- **What is needed**:
Each line in the records below, from the one that contains "Target: sign post" to the one that contains "Target: white cloud", should be reproduced exactly, the first and last included.

- **Supplied records**:
----------

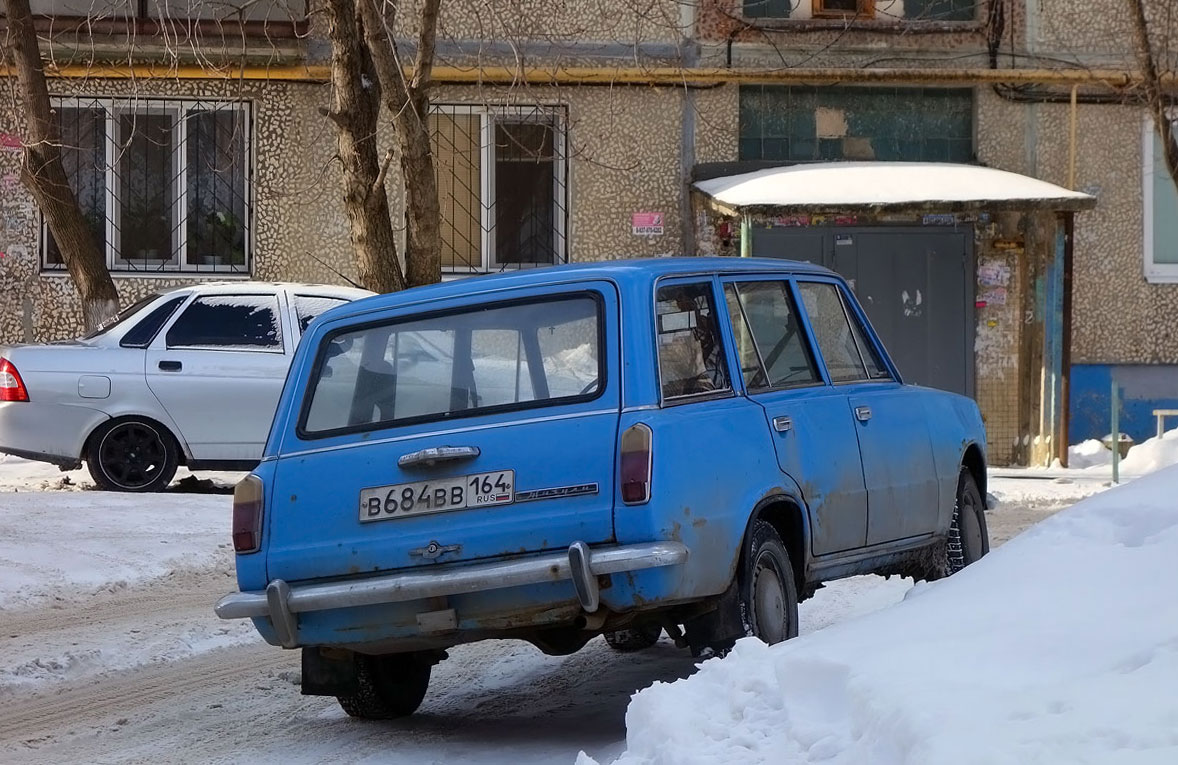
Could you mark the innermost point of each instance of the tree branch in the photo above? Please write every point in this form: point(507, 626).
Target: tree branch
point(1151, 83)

----------

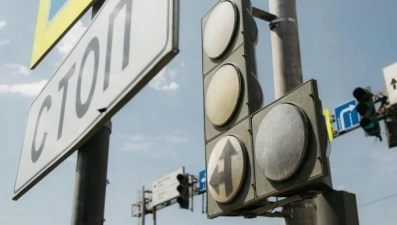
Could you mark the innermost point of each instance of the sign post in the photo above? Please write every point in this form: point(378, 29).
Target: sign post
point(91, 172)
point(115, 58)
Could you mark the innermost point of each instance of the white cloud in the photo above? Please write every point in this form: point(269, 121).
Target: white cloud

----------

- **Response area**:
Target: sign post
point(91, 172)
point(115, 58)
Could you mark the innermost point of each instance of the white cloud in the photo above? Please write every point in this form: point(269, 121).
Target: white cloud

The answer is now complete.